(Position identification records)
================

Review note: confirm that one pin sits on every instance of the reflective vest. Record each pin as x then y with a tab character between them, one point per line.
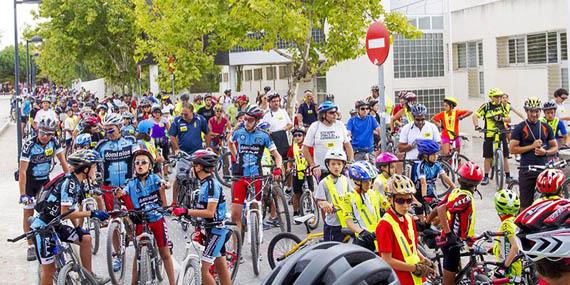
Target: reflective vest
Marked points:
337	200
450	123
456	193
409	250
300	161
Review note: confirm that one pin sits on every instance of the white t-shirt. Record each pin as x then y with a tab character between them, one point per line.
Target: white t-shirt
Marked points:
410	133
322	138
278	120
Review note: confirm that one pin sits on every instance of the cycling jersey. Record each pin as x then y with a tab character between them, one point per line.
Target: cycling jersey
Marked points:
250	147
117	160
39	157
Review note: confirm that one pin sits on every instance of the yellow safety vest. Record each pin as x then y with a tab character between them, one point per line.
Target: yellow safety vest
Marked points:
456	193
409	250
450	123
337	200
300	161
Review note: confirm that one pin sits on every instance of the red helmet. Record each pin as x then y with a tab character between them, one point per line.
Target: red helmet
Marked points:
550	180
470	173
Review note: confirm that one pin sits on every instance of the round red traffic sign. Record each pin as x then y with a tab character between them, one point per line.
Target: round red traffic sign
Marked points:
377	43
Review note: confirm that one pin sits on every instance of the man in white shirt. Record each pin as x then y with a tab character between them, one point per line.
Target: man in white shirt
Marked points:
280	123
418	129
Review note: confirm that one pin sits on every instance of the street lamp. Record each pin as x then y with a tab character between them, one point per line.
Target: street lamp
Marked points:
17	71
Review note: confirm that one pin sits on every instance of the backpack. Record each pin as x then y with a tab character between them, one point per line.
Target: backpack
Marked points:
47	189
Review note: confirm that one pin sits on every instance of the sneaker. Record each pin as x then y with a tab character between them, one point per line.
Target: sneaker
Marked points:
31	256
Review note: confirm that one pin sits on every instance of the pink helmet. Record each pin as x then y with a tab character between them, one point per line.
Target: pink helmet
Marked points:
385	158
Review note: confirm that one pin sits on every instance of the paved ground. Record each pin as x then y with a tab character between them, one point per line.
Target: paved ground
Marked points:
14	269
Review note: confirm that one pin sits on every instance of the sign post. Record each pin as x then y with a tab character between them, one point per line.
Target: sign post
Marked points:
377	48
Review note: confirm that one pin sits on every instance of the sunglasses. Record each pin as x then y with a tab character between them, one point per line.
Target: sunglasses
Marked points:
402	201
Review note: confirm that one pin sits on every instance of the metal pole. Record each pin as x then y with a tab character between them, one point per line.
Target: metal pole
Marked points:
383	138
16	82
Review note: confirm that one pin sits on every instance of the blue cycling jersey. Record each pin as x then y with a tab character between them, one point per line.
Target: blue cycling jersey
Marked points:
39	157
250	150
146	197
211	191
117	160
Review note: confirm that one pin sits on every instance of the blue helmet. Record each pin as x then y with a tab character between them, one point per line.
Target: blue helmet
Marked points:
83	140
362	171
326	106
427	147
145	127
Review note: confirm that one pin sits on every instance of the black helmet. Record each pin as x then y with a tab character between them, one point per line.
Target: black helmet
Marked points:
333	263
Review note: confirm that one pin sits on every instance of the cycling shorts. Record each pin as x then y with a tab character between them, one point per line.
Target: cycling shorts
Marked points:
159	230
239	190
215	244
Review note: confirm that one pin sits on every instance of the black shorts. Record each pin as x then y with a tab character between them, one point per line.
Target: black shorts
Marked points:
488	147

================

Task goal:
Reproduce each line exactly, please, except for any pictures.

The response:
Review note: confirm that one pin sits on every instance of the reflective vest. Record each pin as x then y with a tab character between them, one point per line.
Target: reflective vest
Marked points:
337	200
450	123
456	193
409	250
300	161
Review note: confirm that one pin sits on every instance of the white t-shirt. Record each pin as x then y with a tab character between them, one point per line.
Target: white t-shirt
Marked points:
410	133
322	138
278	120
Review note: confirm that one pin sits on every instance of the cycling jersey. Record each pin as x then y with a tab character between them, one point per line.
Target: cycling jersey
Marked points:
250	147
117	160
39	157
Review note: confirm that one pin sits on every instance of the yellow safety vest. Record each pin as x then y with a tab character between them, one point per line.
Target: yellow safety vest
Marked points:
456	193
409	250
450	123
337	200
300	161
Review note: confirm that one pin sits on every instance of the red helmet. Record each pin as x then y with a tab character between them, one point per line.
Target: red helmet
Marked points:
550	180
470	173
Review note: confirm that one pin sits on every instance of the round red traffic sign. Record each pin as x then y with a tab character between them, one point per line.
Target: round red traffic sign
Marked points:
377	43
Review note: confirm that one pin sits on every instance of the man in white shirt. Record each pin as x then y with a tab character between them, one point per line.
Target: man in white shirt
Marked points:
280	123
418	129
Review note: confirm that one pin sits on every instance of the street lamp. Record each pin as x then y with a tab character between them, one point per line.
Target: street lamp
Marked points:
17	71
Review note: confirm that one pin sits on every instance of the backpack. Record each pin as x then y with a tab character between them, one point per line.
Target: backpack
Marked points:
47	189
Review note: confirm that one pin sits on every instance of the sneaker. Record each pin as x then y with a tab character between them, one point per line.
Target: sneaker
Marked points:
31	256
Review note: confirm that one pin sits on every instance of the pink helmet. Record each pin as x then y with a tab character between them, one point per line.
Target: pink helmet
Marked points:
385	158
Review note: confirm that one pin sits on every instance of the paved ground. Record each pin as x then y with a tab character between them, one point per line.
Target: paved ground
Marked points:
14	269
Review note: confirm that one pin sits on every instance of the sign post. Record each pin as x then y with a tab character between them, one point per line.
Target: sign post
Marked points:
377	48
Review note: confirm that one pin sits on every instance of the sunglasses. Record each pin as x then y with a tab character between them, one point per line.
Target: sunglasses
Marked points:
402	201
Review note: confirm that one pin sits on every instance of the metal pole. Record each pin as x then y with a tab character between them, one point per line.
Target: metal pole
Marked points:
383	138
16	82
Review note: confirm that one pin sits on every instance of the blue cycling jersey. Record each pin as x then y with a tab character between them, one point per line.
Target: blue cycling jersey
Marked points:
39	157
250	150
146	197
211	191
117	160
Review note: confirm that one pin sits on every instance of the blue helmet. Record each pin as x then y with a tab character between them, one point per line.
Target: blue helmet
Marked points:
83	140
362	171
326	106
427	147
145	127
Review note: confirm that one pin sits on every instance of the black helmet. Record each pin as x then y with a tab character between them, one point per line.
Target: black helmet
Marked points:
333	263
Review note: confirm that one pin sits on every instance of the cycling shorts. Record each pin as x then y with a tab character between them, one point per line.
Target: cycling shorts
Marked points:
159	230
239	190
215	244
Review note: confirm that one pin sits on every instance of the black shorts. Record each pin as x then y with a tab character between them, one point per line.
Target: black shorts
Marked points:
488	147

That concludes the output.